Written request:
Copy out the lines of the listing word for word, from the line with "Mark each instance of the green" to the line with "Target: green stem", including both of those lines and nothing else.
** start Given data **
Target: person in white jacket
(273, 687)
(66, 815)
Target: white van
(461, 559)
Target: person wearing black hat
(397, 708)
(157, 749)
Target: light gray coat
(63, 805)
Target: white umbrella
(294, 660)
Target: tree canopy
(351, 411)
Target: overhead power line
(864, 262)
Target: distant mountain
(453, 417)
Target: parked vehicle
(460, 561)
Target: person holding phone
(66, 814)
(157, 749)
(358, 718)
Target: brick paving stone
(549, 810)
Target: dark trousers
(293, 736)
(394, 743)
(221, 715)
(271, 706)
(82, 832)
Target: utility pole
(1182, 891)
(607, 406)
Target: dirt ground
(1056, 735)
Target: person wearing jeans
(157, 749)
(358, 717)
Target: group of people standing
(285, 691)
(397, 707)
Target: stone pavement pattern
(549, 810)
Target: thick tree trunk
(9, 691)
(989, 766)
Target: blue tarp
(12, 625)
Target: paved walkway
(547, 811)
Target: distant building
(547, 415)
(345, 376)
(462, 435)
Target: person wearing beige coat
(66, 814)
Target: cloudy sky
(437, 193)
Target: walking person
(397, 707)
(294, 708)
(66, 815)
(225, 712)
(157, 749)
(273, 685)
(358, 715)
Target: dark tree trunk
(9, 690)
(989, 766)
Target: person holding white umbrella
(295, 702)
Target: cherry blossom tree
** end Given data **
** start Given data **
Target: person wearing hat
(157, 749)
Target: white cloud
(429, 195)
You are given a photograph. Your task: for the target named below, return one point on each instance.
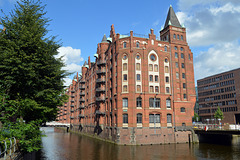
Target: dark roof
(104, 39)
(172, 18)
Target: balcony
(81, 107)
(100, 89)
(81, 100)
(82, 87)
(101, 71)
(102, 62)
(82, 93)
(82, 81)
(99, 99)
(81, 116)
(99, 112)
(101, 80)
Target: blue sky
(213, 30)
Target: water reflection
** end Given data **
** start Given data **
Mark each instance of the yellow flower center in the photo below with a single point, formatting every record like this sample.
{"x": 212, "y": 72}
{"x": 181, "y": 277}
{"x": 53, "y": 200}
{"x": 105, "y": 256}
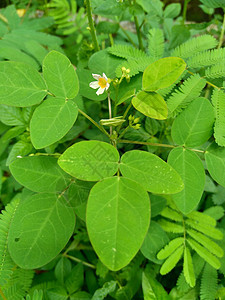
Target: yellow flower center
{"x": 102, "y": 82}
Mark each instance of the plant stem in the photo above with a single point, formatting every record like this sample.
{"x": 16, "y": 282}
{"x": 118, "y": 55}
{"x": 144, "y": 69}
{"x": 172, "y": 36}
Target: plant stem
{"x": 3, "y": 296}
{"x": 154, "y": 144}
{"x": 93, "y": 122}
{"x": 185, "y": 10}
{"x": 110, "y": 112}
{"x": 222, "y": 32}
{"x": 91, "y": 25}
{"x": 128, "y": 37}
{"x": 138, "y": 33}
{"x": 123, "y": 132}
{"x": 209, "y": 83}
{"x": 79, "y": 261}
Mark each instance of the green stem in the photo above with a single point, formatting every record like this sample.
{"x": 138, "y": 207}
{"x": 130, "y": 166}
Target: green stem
** end Given data **
Solution to the problem:
Mark each instance of the green stem in the photo above with a single point, formatting every record like this sample.
{"x": 138, "y": 207}
{"x": 130, "y": 166}
Target: green stem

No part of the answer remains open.